## Problem requirements
Copy out the records from the line that has "the person in" through the line that has "[(360, 268), (455, 275)]", requests included. Shift every coordinate in the answers by -39, and leave the numbers in the requests and their sample points as they are.
start
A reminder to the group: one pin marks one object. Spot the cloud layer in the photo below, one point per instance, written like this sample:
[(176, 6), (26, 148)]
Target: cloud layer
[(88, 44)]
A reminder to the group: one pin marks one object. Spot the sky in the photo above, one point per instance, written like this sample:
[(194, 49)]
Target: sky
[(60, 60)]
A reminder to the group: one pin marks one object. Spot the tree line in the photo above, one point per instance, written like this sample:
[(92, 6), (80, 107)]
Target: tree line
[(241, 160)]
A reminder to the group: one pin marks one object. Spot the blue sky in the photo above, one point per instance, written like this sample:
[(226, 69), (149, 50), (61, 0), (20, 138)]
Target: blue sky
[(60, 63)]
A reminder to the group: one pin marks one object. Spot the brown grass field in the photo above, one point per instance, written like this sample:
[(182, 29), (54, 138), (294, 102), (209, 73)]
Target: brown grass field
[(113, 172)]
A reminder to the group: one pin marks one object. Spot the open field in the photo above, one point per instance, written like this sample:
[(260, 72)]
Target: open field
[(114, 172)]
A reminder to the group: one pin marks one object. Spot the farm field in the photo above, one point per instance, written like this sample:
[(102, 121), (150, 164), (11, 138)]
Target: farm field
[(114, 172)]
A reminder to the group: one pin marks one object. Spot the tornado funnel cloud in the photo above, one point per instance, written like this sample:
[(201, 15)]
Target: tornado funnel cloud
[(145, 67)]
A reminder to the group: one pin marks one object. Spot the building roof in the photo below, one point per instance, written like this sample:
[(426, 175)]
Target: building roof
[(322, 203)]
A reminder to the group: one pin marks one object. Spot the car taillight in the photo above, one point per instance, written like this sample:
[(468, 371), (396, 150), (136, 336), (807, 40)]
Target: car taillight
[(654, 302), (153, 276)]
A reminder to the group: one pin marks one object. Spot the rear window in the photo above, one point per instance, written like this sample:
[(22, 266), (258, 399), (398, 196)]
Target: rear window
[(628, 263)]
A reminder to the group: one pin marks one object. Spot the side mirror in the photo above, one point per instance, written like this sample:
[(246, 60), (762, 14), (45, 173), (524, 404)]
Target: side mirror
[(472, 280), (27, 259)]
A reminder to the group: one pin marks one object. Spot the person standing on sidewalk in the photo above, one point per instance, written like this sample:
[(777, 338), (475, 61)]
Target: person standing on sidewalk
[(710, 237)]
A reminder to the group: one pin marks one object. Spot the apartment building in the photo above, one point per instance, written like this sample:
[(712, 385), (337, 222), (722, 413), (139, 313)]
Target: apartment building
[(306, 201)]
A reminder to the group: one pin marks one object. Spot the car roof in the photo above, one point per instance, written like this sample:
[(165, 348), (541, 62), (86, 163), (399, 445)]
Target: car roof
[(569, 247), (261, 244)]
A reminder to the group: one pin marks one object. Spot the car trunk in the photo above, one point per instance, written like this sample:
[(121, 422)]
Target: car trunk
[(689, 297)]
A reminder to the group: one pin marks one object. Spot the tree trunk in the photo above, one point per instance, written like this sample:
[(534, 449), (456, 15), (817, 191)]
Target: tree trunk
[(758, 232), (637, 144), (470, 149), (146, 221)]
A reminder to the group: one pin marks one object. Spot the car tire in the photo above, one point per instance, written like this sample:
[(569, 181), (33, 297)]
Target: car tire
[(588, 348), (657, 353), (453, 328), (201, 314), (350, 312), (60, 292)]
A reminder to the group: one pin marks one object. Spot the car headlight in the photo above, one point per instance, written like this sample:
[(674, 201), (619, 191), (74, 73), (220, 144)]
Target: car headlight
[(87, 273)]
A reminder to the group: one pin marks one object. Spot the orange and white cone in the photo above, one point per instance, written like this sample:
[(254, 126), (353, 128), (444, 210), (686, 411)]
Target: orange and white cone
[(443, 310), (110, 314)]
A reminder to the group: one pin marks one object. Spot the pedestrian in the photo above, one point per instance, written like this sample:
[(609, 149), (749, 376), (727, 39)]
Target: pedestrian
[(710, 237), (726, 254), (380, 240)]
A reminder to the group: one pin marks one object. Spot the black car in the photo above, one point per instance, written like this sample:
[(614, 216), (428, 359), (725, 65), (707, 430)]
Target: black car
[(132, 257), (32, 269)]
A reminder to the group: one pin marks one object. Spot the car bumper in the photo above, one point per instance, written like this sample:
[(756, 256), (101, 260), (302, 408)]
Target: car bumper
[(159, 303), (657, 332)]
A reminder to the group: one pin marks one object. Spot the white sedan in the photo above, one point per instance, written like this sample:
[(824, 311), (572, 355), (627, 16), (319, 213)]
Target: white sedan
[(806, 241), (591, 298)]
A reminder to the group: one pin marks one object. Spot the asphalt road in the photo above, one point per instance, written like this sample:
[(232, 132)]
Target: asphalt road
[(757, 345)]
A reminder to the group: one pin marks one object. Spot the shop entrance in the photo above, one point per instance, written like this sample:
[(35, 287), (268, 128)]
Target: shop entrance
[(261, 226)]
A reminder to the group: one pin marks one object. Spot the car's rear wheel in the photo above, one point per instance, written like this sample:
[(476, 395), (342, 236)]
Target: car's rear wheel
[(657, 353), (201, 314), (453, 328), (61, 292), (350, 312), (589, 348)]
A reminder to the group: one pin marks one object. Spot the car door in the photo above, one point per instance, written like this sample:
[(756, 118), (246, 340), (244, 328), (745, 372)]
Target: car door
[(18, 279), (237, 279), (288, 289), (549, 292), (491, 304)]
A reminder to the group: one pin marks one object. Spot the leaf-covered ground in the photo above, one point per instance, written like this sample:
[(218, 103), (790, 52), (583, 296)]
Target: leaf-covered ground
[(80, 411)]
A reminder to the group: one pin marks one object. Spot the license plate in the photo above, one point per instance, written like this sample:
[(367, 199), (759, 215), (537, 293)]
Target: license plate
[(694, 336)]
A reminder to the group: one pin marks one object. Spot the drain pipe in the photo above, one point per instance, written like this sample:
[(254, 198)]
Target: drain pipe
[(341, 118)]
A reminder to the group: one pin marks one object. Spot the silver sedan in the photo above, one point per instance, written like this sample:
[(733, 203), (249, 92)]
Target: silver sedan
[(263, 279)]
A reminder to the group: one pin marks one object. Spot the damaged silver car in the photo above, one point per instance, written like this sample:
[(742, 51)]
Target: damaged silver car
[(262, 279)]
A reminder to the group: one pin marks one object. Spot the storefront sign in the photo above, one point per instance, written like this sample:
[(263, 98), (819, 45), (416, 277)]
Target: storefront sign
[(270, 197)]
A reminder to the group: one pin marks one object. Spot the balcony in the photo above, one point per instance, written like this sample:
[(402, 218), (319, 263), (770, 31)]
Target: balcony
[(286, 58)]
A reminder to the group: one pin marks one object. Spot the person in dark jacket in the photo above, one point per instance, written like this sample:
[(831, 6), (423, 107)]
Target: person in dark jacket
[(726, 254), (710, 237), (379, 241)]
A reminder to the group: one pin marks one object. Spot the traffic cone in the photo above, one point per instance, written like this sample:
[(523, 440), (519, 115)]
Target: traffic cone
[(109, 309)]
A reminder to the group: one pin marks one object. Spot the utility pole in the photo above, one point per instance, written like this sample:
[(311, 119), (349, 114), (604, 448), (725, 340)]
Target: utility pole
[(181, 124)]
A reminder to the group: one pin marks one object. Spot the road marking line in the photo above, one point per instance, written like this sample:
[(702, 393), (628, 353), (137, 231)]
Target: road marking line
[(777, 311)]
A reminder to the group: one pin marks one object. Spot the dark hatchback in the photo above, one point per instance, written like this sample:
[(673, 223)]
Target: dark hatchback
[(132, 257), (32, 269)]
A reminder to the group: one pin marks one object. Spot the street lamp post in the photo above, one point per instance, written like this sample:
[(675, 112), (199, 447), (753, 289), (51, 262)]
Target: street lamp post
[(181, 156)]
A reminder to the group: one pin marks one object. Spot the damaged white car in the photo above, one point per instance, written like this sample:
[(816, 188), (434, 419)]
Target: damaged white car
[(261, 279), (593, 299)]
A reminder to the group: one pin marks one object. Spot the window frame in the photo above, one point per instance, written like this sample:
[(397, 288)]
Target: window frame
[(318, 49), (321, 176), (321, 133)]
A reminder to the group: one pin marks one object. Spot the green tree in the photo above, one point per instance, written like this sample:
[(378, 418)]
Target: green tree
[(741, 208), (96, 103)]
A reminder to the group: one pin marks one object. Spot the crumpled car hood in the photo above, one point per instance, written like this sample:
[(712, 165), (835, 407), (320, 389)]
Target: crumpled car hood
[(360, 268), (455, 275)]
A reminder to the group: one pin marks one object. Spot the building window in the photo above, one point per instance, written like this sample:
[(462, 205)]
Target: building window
end
## Answer to the problem
A reminder to the group: one pin marks one object. Spot the person in dark jacket in the photo above, one point per instance, written like this sample:
[(831, 6), (423, 107)]
Target: person in dark jacket
[(687, 215), (671, 198), (340, 202)]
A reminder to the group: one pin marks one object. Spot the traffic cone in the photo above, one point per instance, written like this sample:
[(523, 440), (519, 115)]
Target: traffic cone
[(70, 270)]
A reminder to the group: one pin marks one object. Spot the utility pole in the photo above, one point per instance, written like this sample:
[(311, 119), (349, 114), (604, 448), (725, 340)]
Target: utility pole
[(142, 85)]
A reminder to the group: one pin marks one object. Spot the road marking line in the photo above, one point per instance, written like this sample:
[(702, 393), (628, 353), (137, 231)]
Target: road marking line
[(738, 272)]
A reminder to the group: one pin marks one object. Spot the dark hatchback in the photo above, one point per instance, written like this sample:
[(673, 223)]
Target: dark hatchback
[(93, 218), (-7, 230)]
A reminder to the group: one pin marks one object. Spot the street lamp post in the photo above, one point per instance, written like this sample:
[(675, 112), (199, 447), (753, 289), (51, 262)]
Target: street lamp post
[(142, 117)]
A reminder to the group: one pin marks one object. Spot the damaged white car in the photo above, one point per instance, written like this sample:
[(816, 188), (434, 419)]
Target: damaged white car
[(222, 240), (554, 260)]
A reminder to the group: one pin marks one object. Spot the window frame in the photo above, one point per instance, written like this sample:
[(397, 288)]
Target: window frame
[(279, 10), (282, 137), (282, 94)]
A reminder to the group: one pin marks one object. Spot the green tree in the photo above, one point per instance, written like this sample:
[(378, 418)]
Target: green tree
[(702, 169), (57, 64)]
A reminder to the group: one pin marks one object. Spot the crumpled car hood in the photo above, one point per instance, written like this sample:
[(712, 165), (835, 407), (320, 389)]
Target: crumpled car hood
[(321, 229), (416, 236)]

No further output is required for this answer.